TEKSTFRAGMENT:
····················
Deze periode - de oudheid - kunnen wij gerust opsplitsen in twee grote delen : een tijd van de GRIEKEN en een mooie tijd van de ROMEINEN.
In het barre en dorre Griekenland groeiden de landbouwgemeenschappen vanaf 800 voor Christus uit tot een groot aantal stadstaten of POLEIS. In zo'n stadstaat leefden zowel grootgrondbezitters, boeren, handwerkslieden als slaven. De twee bekendste stadstaten van die tijd waren ATHENE en SPARTA. In Athene ontstond een eerste democratie. Dat betekent dat elke vrije Atheense man mocht deelnemen aan het bestuur. In Sparta was dan discipline erg belangrijk. Door hard te trainen werd men daar een goed soldaat.
Op gebied van bouwwerken, tempels en amphitheaters kenden de Grieken hun gelijke niet.
De stad ROME werd volgens de verhalen gesticht in 753 voor Christus. Het stadje aan de Tiber vocht zich een weg naar de top. Tegen het begin van onze jaartelling (jaar 1) heerste keizer AUGUSTUS over een groot keizerrijk rond de Middellandse zee.
Romeinse soldaten zorgden voor de veiligheid en bewaakten de grenzen. De Romeinen verbonden hun talrijke legerkampen met heirbanen. Zo verspreidden ze hun cultuur, hun bouwwerken, hun monumenten, triomfbogen, hun aquaducten, hun theaters,... De Romeinen hadden wel veel overgenomen van de Griekse cultuur. Dat zie je nu nog in de vele overblijfselen.
····················
VASTGELEGDE GEGEVENS:
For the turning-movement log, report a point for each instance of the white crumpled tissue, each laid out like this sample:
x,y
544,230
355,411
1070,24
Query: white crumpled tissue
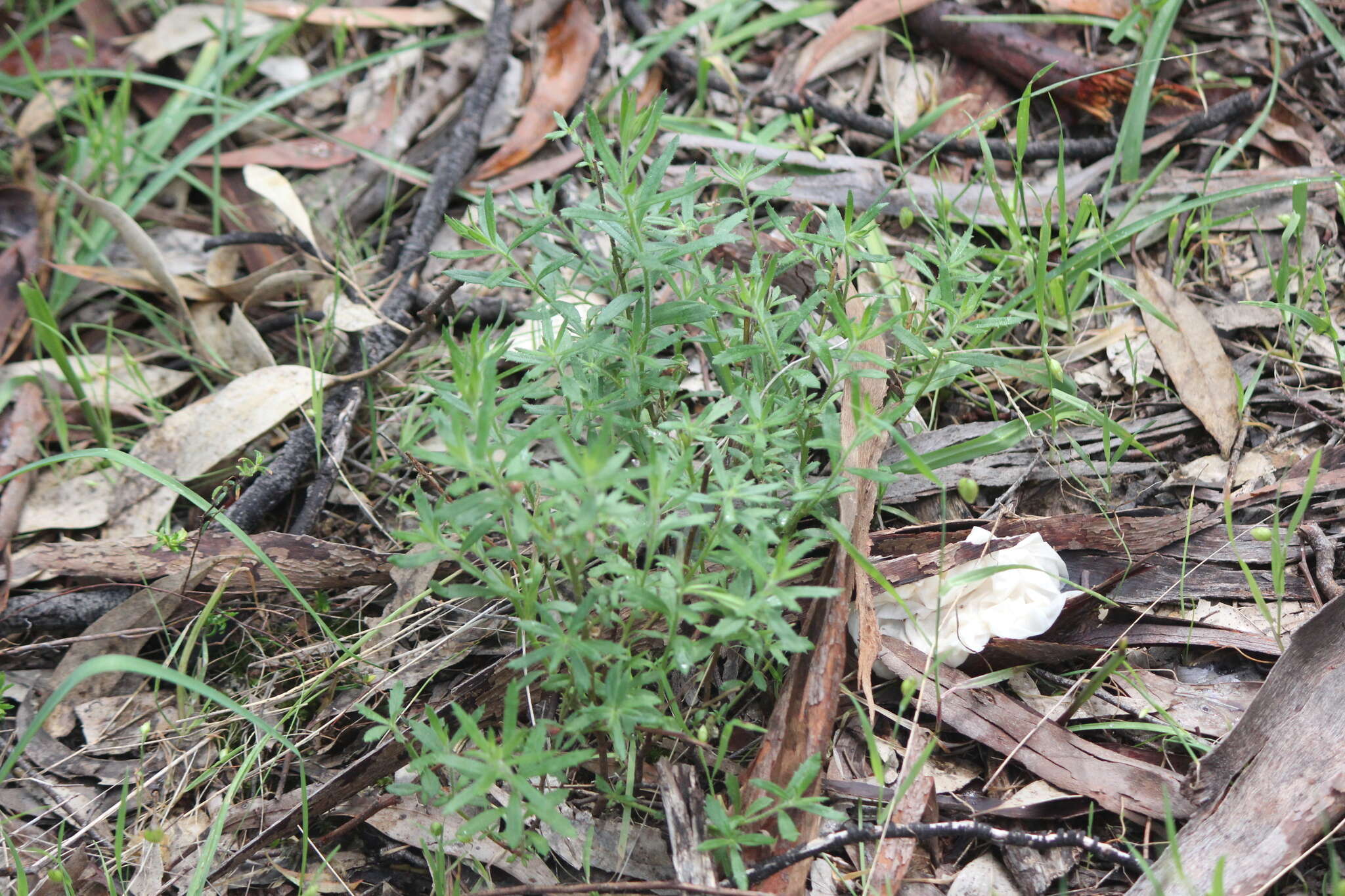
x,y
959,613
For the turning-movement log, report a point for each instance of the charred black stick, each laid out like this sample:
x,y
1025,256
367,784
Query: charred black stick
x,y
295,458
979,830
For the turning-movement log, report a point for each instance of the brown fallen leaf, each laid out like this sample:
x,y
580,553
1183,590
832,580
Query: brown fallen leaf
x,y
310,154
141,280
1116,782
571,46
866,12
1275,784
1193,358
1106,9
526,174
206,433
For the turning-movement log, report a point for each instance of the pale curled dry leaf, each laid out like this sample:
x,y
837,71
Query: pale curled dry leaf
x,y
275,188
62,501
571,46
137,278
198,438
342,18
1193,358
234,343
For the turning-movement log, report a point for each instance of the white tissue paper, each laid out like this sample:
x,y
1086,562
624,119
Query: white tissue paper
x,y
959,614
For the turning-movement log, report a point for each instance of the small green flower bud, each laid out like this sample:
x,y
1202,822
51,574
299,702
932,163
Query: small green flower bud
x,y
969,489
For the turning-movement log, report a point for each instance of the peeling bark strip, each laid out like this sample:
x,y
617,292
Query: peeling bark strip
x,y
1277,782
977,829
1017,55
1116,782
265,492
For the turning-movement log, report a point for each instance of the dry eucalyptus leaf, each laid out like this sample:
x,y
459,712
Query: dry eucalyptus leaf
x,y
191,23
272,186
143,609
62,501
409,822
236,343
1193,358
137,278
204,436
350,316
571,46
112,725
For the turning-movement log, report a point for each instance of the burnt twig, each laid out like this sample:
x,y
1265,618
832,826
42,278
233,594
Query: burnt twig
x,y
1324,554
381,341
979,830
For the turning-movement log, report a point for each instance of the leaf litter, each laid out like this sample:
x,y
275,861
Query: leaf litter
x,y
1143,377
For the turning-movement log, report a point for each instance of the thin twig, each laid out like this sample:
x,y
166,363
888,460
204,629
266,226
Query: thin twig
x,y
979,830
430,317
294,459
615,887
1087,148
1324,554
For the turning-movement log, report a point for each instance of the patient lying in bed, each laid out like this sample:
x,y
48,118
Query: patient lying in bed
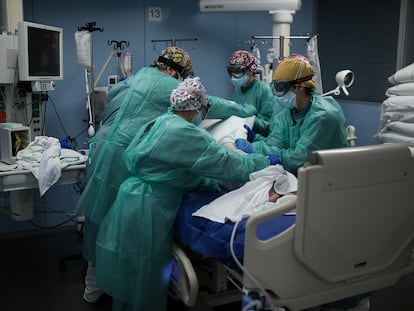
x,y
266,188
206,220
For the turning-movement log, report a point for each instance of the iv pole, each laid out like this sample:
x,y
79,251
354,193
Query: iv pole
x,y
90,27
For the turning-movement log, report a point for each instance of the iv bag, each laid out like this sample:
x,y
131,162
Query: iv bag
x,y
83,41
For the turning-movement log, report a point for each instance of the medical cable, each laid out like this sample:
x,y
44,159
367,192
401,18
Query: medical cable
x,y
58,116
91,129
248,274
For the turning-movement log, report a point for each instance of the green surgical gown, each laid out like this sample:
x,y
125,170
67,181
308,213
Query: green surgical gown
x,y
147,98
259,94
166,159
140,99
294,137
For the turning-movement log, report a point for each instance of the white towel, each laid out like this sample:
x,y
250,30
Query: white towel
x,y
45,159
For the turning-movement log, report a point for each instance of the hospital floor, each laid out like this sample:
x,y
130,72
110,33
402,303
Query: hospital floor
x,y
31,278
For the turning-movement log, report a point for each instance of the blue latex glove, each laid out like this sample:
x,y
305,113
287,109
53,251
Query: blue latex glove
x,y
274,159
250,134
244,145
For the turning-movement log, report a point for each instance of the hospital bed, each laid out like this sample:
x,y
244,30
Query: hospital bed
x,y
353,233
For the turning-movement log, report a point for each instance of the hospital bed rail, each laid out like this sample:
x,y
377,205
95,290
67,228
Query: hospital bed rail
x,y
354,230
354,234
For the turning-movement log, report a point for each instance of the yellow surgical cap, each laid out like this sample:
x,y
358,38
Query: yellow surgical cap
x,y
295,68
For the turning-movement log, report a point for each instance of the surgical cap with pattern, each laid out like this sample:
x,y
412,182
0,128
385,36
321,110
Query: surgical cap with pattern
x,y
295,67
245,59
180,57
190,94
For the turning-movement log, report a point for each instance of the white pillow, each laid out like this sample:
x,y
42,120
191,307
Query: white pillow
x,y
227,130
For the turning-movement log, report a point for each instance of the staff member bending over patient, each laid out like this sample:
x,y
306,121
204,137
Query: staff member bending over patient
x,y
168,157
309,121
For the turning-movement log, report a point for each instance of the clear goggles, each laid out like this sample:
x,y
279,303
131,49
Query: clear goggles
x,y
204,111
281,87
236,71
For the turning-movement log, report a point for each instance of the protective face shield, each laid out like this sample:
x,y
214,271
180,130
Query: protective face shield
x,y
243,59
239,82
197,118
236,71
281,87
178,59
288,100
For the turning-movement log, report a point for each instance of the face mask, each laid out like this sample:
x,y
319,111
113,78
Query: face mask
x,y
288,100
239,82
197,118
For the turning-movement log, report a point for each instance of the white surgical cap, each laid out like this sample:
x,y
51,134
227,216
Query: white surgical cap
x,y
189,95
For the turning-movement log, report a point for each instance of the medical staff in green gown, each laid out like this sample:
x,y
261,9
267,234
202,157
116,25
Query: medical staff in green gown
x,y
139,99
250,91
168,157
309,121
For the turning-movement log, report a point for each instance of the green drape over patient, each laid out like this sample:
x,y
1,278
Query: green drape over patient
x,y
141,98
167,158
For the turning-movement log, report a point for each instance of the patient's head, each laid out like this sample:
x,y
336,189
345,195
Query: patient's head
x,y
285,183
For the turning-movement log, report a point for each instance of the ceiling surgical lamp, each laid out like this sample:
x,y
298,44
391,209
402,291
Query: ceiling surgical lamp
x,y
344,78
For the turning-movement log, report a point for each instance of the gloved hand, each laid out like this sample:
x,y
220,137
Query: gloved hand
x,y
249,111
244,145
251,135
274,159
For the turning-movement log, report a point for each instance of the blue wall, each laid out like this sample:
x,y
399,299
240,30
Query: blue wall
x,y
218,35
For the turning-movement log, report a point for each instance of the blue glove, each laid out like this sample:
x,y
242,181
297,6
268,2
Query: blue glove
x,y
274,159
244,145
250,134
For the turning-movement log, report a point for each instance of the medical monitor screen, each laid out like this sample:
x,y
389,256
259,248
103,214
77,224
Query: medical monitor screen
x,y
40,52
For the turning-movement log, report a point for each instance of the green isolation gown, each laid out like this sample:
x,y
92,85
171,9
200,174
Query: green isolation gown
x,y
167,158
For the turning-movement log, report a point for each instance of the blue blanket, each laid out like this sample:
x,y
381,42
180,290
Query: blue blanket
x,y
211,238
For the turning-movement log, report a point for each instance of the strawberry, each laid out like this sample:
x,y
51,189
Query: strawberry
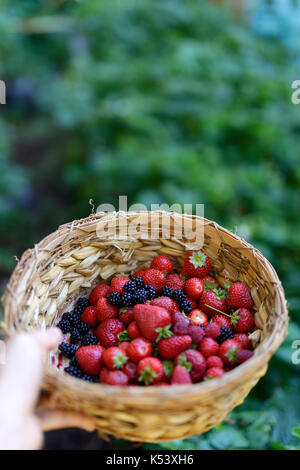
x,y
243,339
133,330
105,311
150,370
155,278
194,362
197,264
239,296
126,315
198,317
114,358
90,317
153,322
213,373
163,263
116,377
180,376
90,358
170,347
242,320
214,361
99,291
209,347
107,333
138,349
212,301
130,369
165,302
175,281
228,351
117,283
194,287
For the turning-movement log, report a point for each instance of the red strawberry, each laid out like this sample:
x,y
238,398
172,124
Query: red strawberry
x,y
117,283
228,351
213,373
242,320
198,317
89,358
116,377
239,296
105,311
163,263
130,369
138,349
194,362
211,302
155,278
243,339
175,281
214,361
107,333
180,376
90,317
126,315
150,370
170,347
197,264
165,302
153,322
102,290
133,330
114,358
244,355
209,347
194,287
····················
OPDRACHTEN:
**a.** Leg aan de hand van het tekstfragment uit hoe de Romeinen hun cultuur verspreidden.
**b.** Beantwoord de volgende vragen over het tekstfragment, elk op een eigen regel:
(i) Welke twee stadstaten waren de bekendste van die tijd?
(ii) In welk jaar werd Rome volgens de verhalen gesticht?
(iii) Welke keizer heerste tegen het begin van onze jaartelling over het keizerrijk?
**c.** Schrijf uit het tekstfragment letterlijk de passage over tussen "In het barre" en "een goed soldaat.", beide inbegrepen.

ANTWOORDEN:
**a.** De Romeinen verbonden hun talrijke legerkampen met heirbanen. Zo verspreidden ze hun cultuur, met hun bouwwerken, monumenten, triomfbogen, aquaducten en theaters.

**b.**
(i) Athene en Sparta
(ii) In 753 voor Christus
(iii) Augustus

**c.**
In het barre en dorre Griekenland groeiden de landbouwgemeenschappen vanaf 800 voor Christus uit tot een groot aantal stadstaten of POLEIS. In zo'n stadstaat leefden zowel grootgrondbezitters, boeren, handwerkslieden als slaven. De twee bekendste stadstaten van die tijd waren ATHENE en SPARTA. In Athene ontstond een eerste democratie. Dat betekent dat elke vrije Atheense man mocht deelnemen aan het bestuur. In Sparta was dan discipline erg belangrijk. Door hard te trainen werd men daar een goed soldaat.